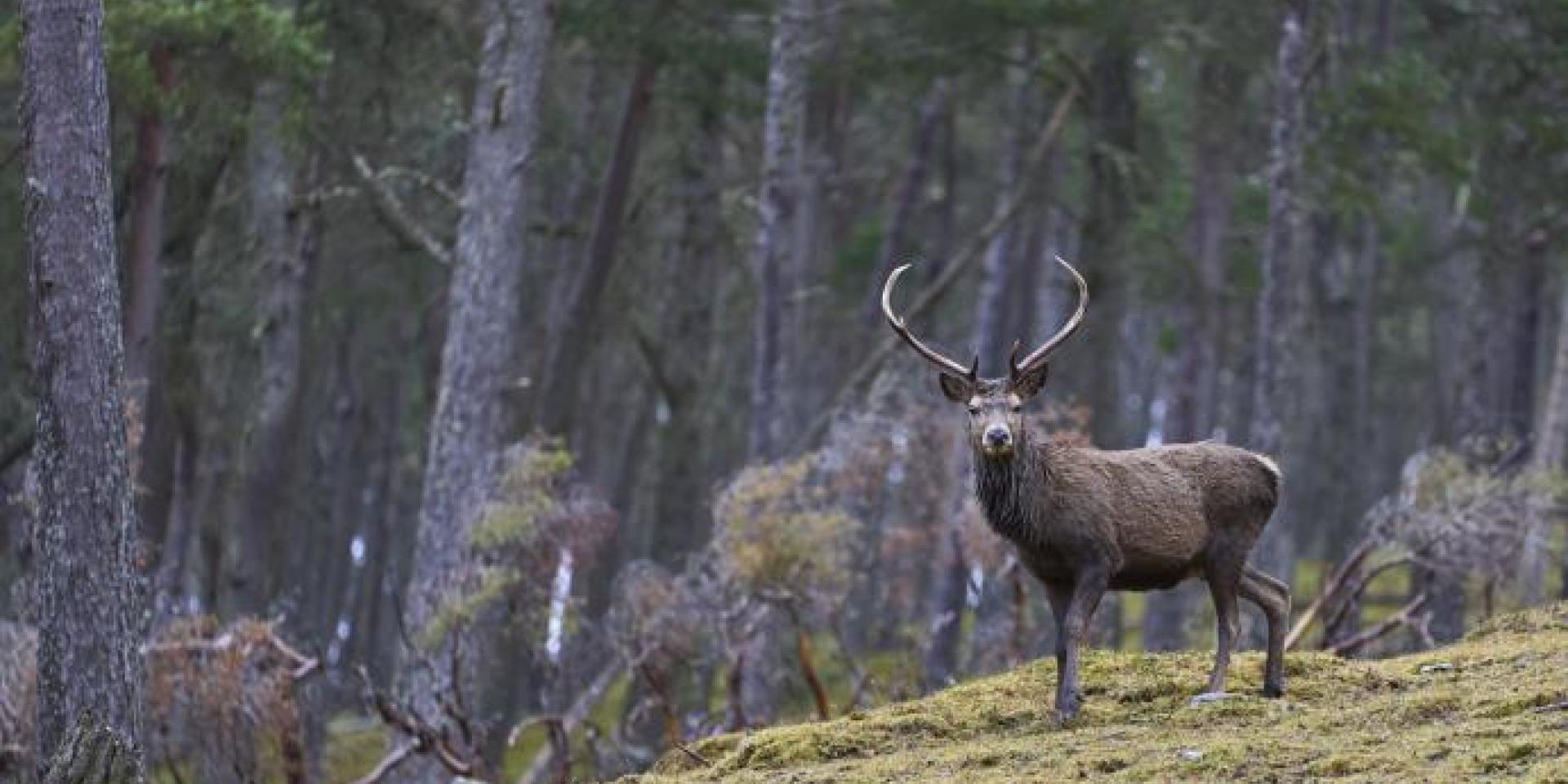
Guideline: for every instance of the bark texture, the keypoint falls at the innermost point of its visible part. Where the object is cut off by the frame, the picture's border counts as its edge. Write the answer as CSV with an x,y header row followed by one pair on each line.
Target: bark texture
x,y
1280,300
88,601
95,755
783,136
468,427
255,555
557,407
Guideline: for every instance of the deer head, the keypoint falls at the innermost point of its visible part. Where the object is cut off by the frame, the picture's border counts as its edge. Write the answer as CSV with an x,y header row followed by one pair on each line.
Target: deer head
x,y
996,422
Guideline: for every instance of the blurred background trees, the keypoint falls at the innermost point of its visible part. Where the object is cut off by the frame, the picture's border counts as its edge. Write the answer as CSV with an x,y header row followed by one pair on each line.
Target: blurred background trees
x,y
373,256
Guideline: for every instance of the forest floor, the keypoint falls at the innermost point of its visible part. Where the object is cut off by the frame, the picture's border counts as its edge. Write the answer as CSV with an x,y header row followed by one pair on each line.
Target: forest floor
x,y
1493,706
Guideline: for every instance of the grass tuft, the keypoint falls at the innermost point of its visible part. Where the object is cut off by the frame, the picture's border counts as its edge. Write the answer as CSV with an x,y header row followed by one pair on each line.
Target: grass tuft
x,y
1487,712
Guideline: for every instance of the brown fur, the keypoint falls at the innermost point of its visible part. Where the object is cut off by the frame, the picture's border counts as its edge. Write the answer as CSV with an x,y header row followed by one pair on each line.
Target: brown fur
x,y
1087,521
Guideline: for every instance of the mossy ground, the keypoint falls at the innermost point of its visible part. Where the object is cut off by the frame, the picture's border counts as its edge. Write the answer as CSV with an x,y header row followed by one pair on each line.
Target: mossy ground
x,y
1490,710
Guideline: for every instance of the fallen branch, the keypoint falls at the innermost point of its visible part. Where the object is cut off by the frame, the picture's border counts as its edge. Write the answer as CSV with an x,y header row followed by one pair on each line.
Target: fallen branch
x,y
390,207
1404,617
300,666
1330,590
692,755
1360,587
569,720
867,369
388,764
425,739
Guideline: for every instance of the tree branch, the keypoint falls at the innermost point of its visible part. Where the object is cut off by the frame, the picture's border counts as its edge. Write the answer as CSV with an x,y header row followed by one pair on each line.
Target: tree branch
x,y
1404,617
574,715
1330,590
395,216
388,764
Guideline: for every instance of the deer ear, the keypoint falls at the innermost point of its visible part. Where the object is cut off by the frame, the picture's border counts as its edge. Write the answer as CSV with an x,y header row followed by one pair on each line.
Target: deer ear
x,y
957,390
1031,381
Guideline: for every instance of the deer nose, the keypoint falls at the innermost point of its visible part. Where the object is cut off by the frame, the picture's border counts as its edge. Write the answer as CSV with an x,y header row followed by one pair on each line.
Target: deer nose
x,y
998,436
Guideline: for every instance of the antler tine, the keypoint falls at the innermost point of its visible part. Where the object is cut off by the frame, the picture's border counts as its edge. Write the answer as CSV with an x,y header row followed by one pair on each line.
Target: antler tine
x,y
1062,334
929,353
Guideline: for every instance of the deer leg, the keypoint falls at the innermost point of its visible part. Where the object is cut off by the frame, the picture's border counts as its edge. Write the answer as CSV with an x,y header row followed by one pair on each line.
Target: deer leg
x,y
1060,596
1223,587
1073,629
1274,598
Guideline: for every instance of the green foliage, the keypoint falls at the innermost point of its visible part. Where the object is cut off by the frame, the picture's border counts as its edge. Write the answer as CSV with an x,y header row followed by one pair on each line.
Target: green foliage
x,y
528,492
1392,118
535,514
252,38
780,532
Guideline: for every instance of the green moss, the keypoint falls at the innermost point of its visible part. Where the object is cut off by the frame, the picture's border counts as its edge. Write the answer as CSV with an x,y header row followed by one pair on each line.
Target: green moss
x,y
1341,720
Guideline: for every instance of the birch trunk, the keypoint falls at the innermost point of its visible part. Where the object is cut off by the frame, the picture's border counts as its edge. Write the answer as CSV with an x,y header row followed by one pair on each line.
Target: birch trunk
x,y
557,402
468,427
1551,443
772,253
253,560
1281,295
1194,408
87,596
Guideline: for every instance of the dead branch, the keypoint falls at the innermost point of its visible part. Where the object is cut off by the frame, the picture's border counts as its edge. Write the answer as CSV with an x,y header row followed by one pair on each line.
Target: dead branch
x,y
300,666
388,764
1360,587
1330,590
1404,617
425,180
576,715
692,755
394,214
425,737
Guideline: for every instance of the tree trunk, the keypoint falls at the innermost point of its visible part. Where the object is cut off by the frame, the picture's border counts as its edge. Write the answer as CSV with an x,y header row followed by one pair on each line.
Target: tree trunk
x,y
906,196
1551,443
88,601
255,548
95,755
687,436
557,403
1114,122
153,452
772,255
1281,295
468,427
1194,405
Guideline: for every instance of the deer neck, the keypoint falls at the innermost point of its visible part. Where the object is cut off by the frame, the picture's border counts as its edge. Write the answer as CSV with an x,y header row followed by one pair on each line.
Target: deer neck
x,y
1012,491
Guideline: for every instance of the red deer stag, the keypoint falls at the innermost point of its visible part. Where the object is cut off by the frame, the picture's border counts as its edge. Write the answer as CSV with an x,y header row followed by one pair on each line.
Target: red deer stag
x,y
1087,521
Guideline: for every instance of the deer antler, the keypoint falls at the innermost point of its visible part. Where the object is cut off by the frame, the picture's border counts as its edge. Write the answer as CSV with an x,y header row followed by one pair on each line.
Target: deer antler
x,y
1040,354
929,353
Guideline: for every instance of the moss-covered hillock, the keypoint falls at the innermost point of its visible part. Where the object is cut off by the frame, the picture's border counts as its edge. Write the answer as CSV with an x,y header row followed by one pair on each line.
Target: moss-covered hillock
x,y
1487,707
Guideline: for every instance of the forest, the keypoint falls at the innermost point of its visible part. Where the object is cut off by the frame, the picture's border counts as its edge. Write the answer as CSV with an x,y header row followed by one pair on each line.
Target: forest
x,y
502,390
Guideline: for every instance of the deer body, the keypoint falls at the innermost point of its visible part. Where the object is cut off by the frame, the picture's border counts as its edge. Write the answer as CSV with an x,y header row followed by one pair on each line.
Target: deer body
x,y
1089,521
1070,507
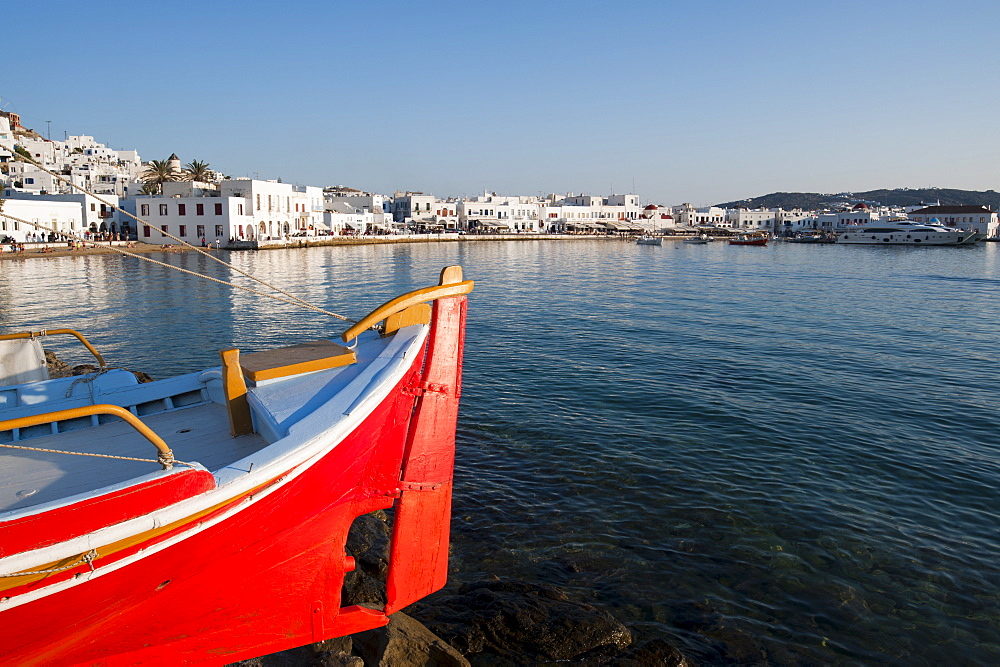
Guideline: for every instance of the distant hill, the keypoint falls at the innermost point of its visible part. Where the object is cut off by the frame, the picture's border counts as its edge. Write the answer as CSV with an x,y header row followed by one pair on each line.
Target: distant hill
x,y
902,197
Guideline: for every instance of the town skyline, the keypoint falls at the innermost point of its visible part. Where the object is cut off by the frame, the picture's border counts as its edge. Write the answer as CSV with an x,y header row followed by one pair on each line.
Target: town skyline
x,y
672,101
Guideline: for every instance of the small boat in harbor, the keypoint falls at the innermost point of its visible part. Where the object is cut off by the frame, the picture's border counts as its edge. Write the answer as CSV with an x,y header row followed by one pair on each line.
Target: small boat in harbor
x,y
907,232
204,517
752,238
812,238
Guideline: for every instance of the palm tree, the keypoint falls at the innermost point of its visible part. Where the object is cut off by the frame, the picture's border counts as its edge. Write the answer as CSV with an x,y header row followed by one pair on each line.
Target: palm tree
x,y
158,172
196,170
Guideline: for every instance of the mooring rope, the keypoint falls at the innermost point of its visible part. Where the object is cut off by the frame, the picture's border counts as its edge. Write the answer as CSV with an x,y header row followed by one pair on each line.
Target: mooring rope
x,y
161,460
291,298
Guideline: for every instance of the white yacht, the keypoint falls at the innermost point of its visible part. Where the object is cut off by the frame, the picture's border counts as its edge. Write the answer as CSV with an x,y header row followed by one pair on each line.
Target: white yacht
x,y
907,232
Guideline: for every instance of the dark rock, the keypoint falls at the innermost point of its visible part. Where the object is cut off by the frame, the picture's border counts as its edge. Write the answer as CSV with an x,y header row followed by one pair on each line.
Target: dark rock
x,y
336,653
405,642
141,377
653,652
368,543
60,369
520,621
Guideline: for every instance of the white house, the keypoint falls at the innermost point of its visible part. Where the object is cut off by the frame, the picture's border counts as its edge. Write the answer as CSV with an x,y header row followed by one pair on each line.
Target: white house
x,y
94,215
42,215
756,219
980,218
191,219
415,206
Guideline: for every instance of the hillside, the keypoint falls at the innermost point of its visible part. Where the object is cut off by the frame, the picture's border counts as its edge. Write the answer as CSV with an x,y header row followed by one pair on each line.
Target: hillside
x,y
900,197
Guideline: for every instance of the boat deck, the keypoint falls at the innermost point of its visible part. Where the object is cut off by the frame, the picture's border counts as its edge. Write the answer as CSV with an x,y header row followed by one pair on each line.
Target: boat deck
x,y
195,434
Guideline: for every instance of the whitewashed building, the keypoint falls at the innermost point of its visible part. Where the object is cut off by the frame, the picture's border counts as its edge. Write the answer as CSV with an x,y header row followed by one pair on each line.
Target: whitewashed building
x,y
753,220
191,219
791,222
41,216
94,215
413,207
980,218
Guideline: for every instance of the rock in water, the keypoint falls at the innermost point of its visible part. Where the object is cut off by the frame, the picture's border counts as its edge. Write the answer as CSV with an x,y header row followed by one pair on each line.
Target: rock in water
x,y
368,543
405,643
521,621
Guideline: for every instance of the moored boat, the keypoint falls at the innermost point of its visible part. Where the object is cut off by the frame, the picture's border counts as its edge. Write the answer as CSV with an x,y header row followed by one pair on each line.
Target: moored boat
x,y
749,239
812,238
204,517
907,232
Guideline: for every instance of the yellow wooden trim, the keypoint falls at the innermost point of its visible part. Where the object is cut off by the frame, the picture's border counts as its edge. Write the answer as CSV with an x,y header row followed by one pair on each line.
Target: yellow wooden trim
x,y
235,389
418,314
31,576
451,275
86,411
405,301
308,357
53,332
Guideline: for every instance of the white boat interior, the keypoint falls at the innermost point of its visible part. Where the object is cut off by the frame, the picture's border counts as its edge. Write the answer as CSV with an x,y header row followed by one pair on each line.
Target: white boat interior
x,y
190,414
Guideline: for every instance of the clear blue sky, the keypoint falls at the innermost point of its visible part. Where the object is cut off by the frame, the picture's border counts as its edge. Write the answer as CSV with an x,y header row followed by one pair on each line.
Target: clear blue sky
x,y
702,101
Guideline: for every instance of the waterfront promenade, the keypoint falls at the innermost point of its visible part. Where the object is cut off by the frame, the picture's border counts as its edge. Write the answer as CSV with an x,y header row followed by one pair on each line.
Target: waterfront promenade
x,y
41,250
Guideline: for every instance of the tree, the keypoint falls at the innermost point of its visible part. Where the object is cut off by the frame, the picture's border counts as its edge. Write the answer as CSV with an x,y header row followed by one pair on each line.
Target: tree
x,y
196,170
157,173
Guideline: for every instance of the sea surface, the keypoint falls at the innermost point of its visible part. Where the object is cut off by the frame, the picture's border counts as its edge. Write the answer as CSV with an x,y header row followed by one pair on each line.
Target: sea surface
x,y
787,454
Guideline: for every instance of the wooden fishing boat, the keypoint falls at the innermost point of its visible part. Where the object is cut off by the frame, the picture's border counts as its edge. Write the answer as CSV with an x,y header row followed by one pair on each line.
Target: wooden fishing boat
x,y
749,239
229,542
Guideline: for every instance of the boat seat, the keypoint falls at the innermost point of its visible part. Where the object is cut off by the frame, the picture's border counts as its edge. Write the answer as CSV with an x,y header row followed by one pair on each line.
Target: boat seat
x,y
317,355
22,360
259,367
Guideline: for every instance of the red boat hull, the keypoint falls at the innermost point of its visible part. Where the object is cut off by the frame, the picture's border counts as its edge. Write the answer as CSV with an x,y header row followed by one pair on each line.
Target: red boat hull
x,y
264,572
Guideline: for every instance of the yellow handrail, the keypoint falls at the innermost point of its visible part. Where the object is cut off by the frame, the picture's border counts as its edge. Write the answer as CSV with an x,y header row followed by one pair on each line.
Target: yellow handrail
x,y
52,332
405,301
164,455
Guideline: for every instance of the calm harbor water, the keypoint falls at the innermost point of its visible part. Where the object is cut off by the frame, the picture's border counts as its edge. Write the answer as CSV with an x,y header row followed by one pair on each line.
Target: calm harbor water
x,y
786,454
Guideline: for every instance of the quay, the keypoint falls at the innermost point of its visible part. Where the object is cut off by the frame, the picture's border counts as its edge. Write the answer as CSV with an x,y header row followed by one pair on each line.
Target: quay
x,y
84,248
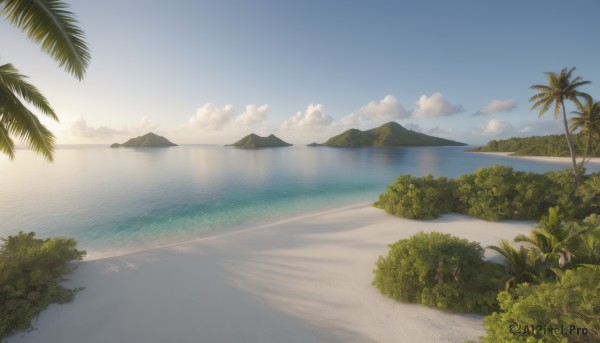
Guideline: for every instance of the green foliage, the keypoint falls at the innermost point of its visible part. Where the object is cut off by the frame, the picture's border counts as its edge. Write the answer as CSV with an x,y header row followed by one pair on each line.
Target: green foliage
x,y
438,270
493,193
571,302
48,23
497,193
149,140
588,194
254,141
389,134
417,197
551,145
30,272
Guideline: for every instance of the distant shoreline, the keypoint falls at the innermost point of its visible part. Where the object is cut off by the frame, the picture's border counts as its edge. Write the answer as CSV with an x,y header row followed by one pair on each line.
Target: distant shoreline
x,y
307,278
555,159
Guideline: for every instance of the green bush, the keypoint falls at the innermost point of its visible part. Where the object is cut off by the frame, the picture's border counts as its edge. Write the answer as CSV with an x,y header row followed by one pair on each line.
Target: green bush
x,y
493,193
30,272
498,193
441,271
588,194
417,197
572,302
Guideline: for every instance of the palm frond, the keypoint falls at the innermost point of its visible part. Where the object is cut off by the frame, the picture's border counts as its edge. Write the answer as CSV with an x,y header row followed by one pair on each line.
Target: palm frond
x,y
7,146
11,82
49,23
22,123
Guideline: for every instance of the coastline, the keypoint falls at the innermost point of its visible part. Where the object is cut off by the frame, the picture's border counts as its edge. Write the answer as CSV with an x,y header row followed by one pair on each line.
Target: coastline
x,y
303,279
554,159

#####

**WORK INSTRUCTIONS:** Starting with the line above that contains "Guideline: for every instance of the boat seat, the" and ending after the line that contains "Target: boat seat", format those lines as a numbered list and omit any blank lines.

**ANSWER FOR THIS EXERCISE:**
1. Guideline: for every instance of the boat seat, the keypoint falls at the innermost point of its visible part. Where the object is cut off by the frame, the picture's border counts as its edge. Write the answer as CSV with an x,y header row followed by one pair on each line.
2. Target: boat seat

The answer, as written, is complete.